═════ Material shown

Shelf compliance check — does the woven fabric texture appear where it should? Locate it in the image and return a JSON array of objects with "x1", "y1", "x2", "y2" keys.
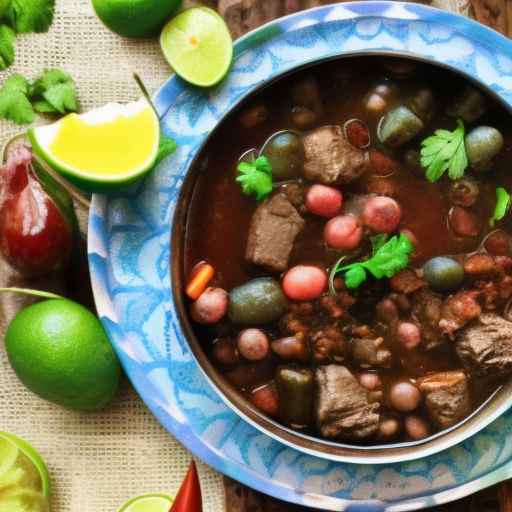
[{"x1": 0, "y1": 0, "x2": 224, "y2": 512}]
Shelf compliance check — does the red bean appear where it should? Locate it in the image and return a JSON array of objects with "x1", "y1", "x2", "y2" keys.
[
  {"x1": 378, "y1": 418, "x2": 401, "y2": 439},
  {"x1": 283, "y1": 265, "x2": 327, "y2": 301},
  {"x1": 213, "y1": 338, "x2": 239, "y2": 366},
  {"x1": 359, "y1": 372, "x2": 382, "y2": 391},
  {"x1": 396, "y1": 322, "x2": 421, "y2": 349},
  {"x1": 251, "y1": 383, "x2": 279, "y2": 418},
  {"x1": 324, "y1": 214, "x2": 363, "y2": 251},
  {"x1": 270, "y1": 336, "x2": 309, "y2": 361},
  {"x1": 484, "y1": 229, "x2": 511, "y2": 256},
  {"x1": 306, "y1": 184, "x2": 343, "y2": 219},
  {"x1": 389, "y1": 382, "x2": 421, "y2": 412},
  {"x1": 363, "y1": 196, "x2": 402, "y2": 233},
  {"x1": 237, "y1": 329, "x2": 269, "y2": 361},
  {"x1": 448, "y1": 206, "x2": 480, "y2": 237},
  {"x1": 404, "y1": 416, "x2": 430, "y2": 441},
  {"x1": 190, "y1": 286, "x2": 229, "y2": 325}
]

══════════

▶ Problem description
The records above are to be restated exactly, without their pictures.

▶ Problem solution
Shelf compliance check — does the woven fabric texture appear where it should? Locate it in the image and return a JSON array of objects with "x1", "y1", "x2", "y2" keys.
[{"x1": 0, "y1": 0, "x2": 224, "y2": 512}]
Shelf compliance check — does the red bean appear where it should? Locate it in the image and return a JSON array of objects with "x1", "y1", "x2", "y2" keys.
[
  {"x1": 378, "y1": 418, "x2": 401, "y2": 439},
  {"x1": 283, "y1": 265, "x2": 327, "y2": 301},
  {"x1": 213, "y1": 338, "x2": 239, "y2": 366},
  {"x1": 359, "y1": 372, "x2": 382, "y2": 391},
  {"x1": 396, "y1": 322, "x2": 421, "y2": 349},
  {"x1": 251, "y1": 383, "x2": 279, "y2": 418},
  {"x1": 324, "y1": 214, "x2": 363, "y2": 251},
  {"x1": 270, "y1": 336, "x2": 309, "y2": 361},
  {"x1": 484, "y1": 229, "x2": 511, "y2": 256},
  {"x1": 306, "y1": 184, "x2": 343, "y2": 219},
  {"x1": 389, "y1": 382, "x2": 421, "y2": 412},
  {"x1": 363, "y1": 196, "x2": 402, "y2": 233},
  {"x1": 237, "y1": 329, "x2": 269, "y2": 361},
  {"x1": 448, "y1": 206, "x2": 480, "y2": 237},
  {"x1": 404, "y1": 416, "x2": 430, "y2": 441},
  {"x1": 190, "y1": 286, "x2": 229, "y2": 325}
]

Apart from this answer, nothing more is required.